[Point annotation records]
= = =

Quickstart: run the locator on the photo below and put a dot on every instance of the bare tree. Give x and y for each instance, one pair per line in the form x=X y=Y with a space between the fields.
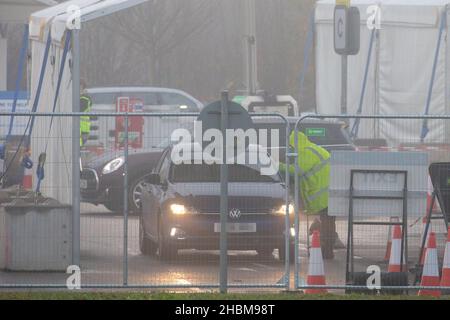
x=155 y=29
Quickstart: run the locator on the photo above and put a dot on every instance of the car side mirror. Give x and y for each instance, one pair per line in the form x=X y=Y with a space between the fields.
x=153 y=178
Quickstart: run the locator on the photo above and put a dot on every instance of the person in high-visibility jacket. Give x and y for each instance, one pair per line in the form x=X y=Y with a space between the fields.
x=85 y=121
x=314 y=176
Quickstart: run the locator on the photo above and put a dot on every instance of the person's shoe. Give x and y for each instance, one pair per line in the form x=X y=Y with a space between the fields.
x=315 y=226
x=327 y=255
x=338 y=244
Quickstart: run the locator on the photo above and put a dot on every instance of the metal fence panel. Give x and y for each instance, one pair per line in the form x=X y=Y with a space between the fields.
x=116 y=162
x=374 y=208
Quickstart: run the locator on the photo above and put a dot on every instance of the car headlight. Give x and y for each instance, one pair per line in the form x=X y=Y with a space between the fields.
x=179 y=209
x=282 y=210
x=113 y=165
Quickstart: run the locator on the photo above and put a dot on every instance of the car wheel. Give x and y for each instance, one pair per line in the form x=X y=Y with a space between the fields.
x=135 y=194
x=282 y=253
x=265 y=253
x=167 y=251
x=114 y=207
x=146 y=246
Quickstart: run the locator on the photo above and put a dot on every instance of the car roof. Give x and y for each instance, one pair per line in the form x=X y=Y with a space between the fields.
x=140 y=89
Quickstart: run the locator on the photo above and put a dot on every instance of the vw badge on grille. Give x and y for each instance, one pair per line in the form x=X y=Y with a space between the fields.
x=235 y=213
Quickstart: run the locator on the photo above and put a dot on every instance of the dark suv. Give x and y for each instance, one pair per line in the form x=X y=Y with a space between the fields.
x=181 y=205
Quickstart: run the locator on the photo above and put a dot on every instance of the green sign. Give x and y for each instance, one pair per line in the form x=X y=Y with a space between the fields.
x=315 y=132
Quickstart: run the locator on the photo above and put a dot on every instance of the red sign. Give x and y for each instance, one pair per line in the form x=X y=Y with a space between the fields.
x=135 y=124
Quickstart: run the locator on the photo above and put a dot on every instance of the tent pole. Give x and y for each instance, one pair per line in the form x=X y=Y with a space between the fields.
x=76 y=148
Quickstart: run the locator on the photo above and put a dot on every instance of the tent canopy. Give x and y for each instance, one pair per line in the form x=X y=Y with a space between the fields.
x=56 y=17
x=400 y=70
x=393 y=12
x=58 y=183
x=20 y=10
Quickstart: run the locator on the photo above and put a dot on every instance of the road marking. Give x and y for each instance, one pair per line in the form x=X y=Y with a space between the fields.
x=245 y=269
x=266 y=267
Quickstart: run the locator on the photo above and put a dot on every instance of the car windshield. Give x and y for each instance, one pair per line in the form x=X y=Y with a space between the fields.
x=211 y=173
x=153 y=101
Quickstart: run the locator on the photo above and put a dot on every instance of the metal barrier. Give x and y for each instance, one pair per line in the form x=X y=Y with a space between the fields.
x=110 y=256
x=373 y=234
x=109 y=238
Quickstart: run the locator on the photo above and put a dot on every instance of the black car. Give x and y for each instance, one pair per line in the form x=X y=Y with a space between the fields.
x=181 y=205
x=101 y=179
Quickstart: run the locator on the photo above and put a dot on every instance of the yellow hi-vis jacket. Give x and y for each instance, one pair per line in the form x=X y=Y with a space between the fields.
x=314 y=173
x=85 y=121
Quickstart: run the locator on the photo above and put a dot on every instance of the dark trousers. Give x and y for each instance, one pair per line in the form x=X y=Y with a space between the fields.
x=327 y=234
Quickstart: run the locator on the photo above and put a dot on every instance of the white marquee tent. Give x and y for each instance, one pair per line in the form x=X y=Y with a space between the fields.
x=400 y=71
x=60 y=149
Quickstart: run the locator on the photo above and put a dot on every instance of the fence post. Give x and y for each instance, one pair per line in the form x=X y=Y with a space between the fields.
x=125 y=204
x=76 y=149
x=224 y=198
x=287 y=221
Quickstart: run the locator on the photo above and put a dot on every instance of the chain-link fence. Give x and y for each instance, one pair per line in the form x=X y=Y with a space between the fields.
x=145 y=220
x=382 y=224
x=149 y=199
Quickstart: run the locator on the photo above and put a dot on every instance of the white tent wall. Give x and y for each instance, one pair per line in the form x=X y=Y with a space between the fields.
x=400 y=70
x=57 y=182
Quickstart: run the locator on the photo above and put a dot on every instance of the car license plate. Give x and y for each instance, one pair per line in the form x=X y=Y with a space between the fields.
x=237 y=227
x=83 y=184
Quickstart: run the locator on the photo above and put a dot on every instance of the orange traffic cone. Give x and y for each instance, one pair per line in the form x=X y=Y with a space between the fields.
x=387 y=255
x=430 y=274
x=445 y=280
x=424 y=225
x=316 y=272
x=394 y=260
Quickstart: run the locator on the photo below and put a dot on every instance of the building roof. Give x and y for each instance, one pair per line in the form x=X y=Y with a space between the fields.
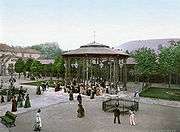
x=5 y=47
x=46 y=61
x=131 y=61
x=155 y=44
x=95 y=49
x=26 y=50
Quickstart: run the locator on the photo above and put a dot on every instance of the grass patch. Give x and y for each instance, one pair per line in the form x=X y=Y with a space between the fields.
x=161 y=93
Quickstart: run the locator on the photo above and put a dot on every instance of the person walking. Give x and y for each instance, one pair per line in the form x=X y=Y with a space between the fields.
x=38 y=123
x=132 y=118
x=79 y=98
x=117 y=114
x=80 y=111
x=2 y=99
x=27 y=102
x=14 y=104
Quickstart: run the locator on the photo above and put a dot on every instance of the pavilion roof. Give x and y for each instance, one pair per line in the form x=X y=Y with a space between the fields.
x=95 y=49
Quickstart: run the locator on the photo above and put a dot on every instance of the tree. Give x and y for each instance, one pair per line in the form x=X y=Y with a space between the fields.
x=177 y=58
x=58 y=67
x=167 y=62
x=49 y=50
x=146 y=63
x=36 y=68
x=28 y=64
x=19 y=66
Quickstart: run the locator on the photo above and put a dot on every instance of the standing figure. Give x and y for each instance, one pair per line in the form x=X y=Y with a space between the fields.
x=71 y=95
x=8 y=95
x=132 y=118
x=20 y=101
x=47 y=85
x=38 y=123
x=79 y=98
x=27 y=102
x=38 y=90
x=117 y=114
x=2 y=99
x=80 y=111
x=92 y=94
x=14 y=104
x=1 y=86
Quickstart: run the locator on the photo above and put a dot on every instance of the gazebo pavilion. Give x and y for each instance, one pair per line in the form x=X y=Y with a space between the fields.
x=95 y=55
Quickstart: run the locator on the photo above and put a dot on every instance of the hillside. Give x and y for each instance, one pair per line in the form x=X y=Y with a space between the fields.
x=155 y=44
x=48 y=50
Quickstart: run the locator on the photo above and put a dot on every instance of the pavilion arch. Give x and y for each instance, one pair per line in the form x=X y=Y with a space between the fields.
x=99 y=55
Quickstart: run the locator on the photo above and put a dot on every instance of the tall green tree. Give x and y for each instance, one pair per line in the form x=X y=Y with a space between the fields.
x=19 y=66
x=48 y=50
x=36 y=68
x=28 y=64
x=58 y=67
x=167 y=62
x=146 y=63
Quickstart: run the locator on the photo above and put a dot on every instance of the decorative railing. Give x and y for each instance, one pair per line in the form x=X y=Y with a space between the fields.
x=123 y=104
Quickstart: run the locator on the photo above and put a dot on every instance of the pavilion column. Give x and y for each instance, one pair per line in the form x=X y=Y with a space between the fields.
x=110 y=72
x=87 y=70
x=124 y=74
x=114 y=72
x=83 y=71
x=68 y=70
x=65 y=65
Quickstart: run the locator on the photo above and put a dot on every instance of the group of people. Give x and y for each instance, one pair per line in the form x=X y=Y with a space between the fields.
x=20 y=102
x=43 y=87
x=117 y=113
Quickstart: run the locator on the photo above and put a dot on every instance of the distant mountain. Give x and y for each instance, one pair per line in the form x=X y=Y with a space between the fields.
x=155 y=44
x=49 y=50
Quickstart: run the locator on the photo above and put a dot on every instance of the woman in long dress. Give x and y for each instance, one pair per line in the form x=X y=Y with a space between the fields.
x=14 y=104
x=27 y=102
x=38 y=123
x=132 y=118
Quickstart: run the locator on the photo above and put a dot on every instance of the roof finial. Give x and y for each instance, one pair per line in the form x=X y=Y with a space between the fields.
x=94 y=36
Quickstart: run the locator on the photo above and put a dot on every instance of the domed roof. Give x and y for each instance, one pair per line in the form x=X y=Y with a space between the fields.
x=94 y=49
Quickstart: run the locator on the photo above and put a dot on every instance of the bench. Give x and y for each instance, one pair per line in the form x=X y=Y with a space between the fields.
x=8 y=119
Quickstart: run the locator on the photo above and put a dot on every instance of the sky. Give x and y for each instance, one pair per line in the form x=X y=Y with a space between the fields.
x=72 y=23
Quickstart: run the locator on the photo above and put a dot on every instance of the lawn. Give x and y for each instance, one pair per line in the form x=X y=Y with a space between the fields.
x=161 y=93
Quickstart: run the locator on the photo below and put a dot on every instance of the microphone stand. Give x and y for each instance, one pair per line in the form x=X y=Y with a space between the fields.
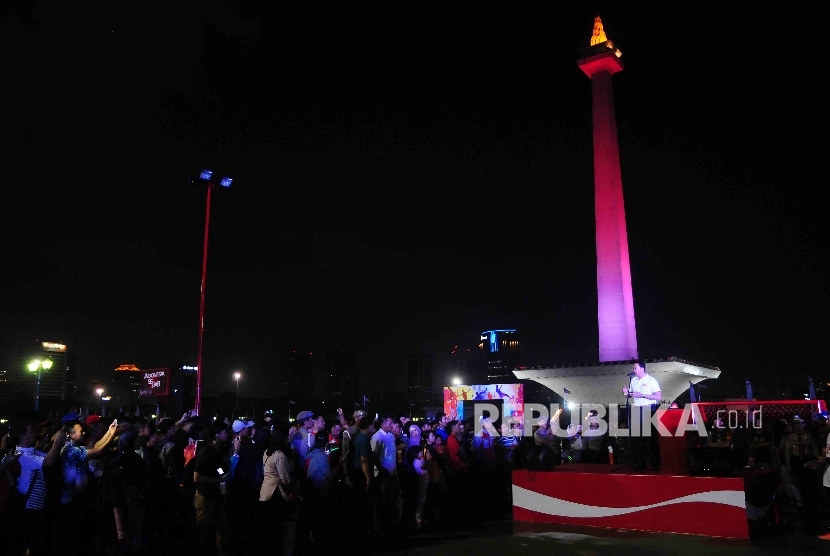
x=628 y=414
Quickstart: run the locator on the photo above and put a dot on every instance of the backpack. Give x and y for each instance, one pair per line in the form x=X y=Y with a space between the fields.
x=188 y=484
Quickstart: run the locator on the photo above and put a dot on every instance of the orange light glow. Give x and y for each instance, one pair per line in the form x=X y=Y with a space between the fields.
x=598 y=37
x=128 y=367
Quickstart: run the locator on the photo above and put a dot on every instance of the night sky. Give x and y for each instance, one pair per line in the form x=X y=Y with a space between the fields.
x=405 y=181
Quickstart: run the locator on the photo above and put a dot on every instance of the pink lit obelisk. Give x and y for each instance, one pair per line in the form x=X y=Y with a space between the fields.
x=617 y=333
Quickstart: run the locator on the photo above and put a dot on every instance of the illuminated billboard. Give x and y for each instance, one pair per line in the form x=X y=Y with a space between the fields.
x=154 y=382
x=511 y=395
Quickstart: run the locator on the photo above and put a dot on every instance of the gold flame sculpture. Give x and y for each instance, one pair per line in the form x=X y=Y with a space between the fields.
x=598 y=37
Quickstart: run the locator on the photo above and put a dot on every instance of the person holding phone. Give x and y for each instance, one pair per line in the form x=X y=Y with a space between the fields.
x=211 y=470
x=32 y=485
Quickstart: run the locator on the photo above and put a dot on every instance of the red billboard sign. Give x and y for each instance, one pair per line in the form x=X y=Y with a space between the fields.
x=154 y=382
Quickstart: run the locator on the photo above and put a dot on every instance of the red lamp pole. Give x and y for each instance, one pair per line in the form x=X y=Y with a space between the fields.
x=202 y=308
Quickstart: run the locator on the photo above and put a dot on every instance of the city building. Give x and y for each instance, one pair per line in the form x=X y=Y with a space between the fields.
x=126 y=380
x=419 y=377
x=58 y=382
x=297 y=373
x=502 y=354
x=338 y=380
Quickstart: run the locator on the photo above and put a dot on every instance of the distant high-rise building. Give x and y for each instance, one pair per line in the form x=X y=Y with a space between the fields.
x=53 y=383
x=297 y=373
x=127 y=380
x=501 y=355
x=338 y=381
x=419 y=377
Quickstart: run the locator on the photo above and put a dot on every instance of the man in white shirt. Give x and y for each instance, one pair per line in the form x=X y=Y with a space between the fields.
x=645 y=395
x=386 y=461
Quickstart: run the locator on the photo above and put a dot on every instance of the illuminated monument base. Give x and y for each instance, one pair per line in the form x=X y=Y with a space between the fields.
x=601 y=383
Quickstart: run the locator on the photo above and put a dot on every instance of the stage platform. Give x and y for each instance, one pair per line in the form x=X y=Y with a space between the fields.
x=613 y=496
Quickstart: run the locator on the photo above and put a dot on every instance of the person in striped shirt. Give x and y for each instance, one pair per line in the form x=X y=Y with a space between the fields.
x=32 y=485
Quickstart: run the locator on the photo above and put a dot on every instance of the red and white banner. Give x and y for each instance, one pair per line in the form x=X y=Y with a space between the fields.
x=601 y=497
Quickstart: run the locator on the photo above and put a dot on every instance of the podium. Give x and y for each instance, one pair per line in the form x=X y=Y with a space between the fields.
x=674 y=450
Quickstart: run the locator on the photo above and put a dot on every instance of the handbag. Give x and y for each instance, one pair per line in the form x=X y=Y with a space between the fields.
x=280 y=486
x=17 y=500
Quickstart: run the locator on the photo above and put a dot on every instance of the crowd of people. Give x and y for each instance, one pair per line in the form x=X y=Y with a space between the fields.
x=144 y=485
x=80 y=485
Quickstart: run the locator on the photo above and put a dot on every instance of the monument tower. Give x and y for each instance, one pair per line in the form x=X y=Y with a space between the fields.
x=615 y=312
x=600 y=382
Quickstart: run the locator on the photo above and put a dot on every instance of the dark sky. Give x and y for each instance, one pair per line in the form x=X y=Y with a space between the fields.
x=407 y=180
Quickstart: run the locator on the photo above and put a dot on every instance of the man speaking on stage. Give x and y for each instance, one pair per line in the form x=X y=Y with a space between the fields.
x=645 y=395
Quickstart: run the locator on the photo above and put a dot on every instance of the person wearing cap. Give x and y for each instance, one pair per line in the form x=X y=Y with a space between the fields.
x=797 y=448
x=348 y=434
x=242 y=488
x=300 y=443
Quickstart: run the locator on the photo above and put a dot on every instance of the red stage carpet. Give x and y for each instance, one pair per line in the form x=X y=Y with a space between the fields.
x=611 y=496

= = =

** Work required **
Quote the part of the records above that opens with the line containing "person in high-visibility" and closes with the line containing "x=314 y=176", both included, with nothing changed.

** Written response **
Quickstart: run the locator on the photo above and put a dot on every instance of the person in high-visibility jacket. Give x and y for each instance, one pair per line in the form x=X y=Y with a space between the fields.
x=85 y=121
x=314 y=176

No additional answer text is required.